> **Exercise requirements**
Extract every line of the material below that contains the word "target".

> **Records shown**
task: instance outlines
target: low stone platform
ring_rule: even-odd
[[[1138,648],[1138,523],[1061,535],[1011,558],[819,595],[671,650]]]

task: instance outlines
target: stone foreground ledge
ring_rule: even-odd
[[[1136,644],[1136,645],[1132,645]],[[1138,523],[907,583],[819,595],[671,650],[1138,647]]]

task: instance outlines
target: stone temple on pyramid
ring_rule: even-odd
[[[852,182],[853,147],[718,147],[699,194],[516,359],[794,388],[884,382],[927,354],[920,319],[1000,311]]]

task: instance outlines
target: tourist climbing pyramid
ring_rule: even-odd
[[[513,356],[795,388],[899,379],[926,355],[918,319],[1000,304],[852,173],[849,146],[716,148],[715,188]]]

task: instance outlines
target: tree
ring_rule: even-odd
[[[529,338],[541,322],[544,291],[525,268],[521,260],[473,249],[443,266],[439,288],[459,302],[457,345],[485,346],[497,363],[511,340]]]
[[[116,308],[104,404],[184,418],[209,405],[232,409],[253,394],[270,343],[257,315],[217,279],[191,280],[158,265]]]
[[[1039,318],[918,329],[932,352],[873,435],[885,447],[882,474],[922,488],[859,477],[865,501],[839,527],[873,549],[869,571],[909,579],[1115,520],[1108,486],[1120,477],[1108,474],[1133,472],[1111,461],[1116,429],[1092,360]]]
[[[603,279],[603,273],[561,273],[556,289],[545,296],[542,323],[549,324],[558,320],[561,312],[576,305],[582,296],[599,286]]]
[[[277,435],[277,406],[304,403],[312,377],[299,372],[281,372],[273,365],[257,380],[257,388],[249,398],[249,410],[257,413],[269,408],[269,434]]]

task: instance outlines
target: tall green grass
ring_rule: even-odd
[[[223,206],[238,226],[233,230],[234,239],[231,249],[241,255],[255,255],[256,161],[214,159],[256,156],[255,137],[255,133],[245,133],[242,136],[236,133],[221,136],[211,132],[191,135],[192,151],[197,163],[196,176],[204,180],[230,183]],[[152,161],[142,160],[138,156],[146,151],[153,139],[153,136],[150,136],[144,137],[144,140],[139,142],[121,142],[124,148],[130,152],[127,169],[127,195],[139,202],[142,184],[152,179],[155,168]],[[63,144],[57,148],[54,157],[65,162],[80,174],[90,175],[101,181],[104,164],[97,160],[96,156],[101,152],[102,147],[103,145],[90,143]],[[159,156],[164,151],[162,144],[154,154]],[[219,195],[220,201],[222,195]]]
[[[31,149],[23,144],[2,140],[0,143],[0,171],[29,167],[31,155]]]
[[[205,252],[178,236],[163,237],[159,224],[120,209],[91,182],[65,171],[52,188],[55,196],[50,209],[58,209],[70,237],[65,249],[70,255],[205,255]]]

> **Task response**
target: low stone platform
target: stone foreground ledge
target: stone temple on pyramid
target: tourist climbing pyramid
target: tree
target: tall green grass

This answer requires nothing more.